### READING PASSAGE
------------
Broken

This isn’t a “happy” story about lasagnagreen sweaters or cloth napkins. It’s a story about humanness and brokenness.

I’m not talking about broken hearts but, rather, broken spirits—
when you know you have worth, but can’t count it,
when it feels like life has been sucked out of you,
when you’ve lost, given up, or sacrificed part of yourself,
when it’s sunny outside but dark in your heart,
when it seems like you walk through life invisible, even to the people who matter most to you.

How much damage is done in our own homes or in our own relationships?


We hear painful stories about a bullied, young person (or someone of any age who feels alone, abused or unseen) taking his or her own life. We also hear stories about someone who was ready to jump off a bridge (sometimes literally) when one simple act of love stopped that. Maybe that person ran into a store clerk who was kind, or passed someone on the street who made eye contact and smiled. Maybe that person recognized brokenness in another and forgot his or her own pain long enough to reach out in love; changing two lives.

Everything that we say or don’t say, do or don’t do, honor or don’t honor, changes reality.
------------
(Stored records)
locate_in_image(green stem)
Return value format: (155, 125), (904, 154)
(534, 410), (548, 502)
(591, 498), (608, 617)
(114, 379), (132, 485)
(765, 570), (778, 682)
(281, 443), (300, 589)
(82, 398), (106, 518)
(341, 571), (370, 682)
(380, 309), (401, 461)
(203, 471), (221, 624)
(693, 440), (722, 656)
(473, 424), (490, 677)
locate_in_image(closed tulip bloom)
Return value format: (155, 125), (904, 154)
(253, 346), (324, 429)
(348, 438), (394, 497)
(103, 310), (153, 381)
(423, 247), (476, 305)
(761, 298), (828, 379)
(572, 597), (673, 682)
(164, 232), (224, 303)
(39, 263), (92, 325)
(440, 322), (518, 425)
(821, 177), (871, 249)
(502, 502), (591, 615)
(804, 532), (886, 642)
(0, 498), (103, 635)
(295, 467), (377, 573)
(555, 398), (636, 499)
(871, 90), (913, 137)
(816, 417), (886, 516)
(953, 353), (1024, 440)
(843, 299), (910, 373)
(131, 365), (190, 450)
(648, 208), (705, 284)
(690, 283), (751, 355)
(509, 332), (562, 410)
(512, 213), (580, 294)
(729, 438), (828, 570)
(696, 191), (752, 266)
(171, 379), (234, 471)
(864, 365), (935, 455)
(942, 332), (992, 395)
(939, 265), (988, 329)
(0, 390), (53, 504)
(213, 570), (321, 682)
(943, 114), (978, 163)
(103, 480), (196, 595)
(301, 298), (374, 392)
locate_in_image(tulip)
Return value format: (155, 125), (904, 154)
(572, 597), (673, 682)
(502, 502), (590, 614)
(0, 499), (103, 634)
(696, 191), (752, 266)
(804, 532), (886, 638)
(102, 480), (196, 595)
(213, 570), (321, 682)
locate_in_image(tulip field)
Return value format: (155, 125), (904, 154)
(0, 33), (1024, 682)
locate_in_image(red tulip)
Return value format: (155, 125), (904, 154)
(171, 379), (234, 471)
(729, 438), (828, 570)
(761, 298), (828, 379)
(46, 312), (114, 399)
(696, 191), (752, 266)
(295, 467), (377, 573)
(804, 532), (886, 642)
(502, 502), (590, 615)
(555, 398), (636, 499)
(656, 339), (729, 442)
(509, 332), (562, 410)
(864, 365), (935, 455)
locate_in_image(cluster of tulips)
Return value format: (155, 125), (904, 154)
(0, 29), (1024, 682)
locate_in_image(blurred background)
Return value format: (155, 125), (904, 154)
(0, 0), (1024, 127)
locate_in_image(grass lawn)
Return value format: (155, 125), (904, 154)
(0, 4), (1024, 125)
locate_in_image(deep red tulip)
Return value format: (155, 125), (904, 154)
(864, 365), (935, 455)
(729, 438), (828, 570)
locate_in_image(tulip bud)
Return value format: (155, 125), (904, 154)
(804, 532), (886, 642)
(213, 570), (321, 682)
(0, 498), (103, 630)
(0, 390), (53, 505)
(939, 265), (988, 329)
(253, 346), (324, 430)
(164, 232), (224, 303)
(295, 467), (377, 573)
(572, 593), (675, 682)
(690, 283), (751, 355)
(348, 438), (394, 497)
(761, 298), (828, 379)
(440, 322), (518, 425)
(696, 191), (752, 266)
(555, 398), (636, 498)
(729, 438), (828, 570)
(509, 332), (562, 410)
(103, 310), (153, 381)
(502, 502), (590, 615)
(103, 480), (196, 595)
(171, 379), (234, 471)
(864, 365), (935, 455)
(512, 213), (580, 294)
------------
### REQUIREMENTS
1. Decide whether each statement agrees with the essay on broken spirits, answering yes or no and quoting the words that settle it: (a) The essay says it is not about broken hearts. (b) The essay says a kind store clerk once saved the writer's own life. (c) The essay holds that what we leave unsaid also changes reality.
2. Carry on writing the essay on broken spirits, picking up right after its final sentence.
These rows bear no relation to the essay on broken spirits.

### RESULTS FOR THE EXERCISE
1.
(a) Yes: "I’m not talking about broken hearts but, rather, broken spirits"
(b) No: "Maybe that person ran into a store clerk who was kind"
(c) Yes: "Everything that we say or don’t say, do or don’t do, honor or don’t honor, changes reality."

2.
If you break a teacup and the pieces are large it’s possible to restore it. If you’re really good at “putting it back together”, others won’t even know it’s been repaired. (We often appear to “have it all together”, when inside we’re broken bits.) But, if it shatters with tiny pieces scattered everywhere, it’s really challenging. With a lot of patience, you might be able to glue it back together but it’ll never be the same. Sometimes that “never the same” is good—it makes it more interesting. Often, I’m afraid, it simply becomes a broken teacup.

I’ve been like that broken teacup—at times I’ve given up thinking that I could be glued back together.


We have to believe in ourselves enough to “repair” the broken. A teacup may still be serviceable without its handle but it’s harder to hold—it’s not complete. We’re serviceable too, missing a part of our core selves, but we’re not complete.

The broken spirit says, “I feel used up, discarded, unloved. I don’t feel safe. I am truly broken, down on the floor, pleading, ‘Lift me up. See me. Hear me. Don’t trivialize me. Don’t give me an answer to feel better about yourself; to shut me up or shut me out.’  I feel like I’m a child; powerless and afraid.”  

It took me a long time to realize how broken I sometimes still am.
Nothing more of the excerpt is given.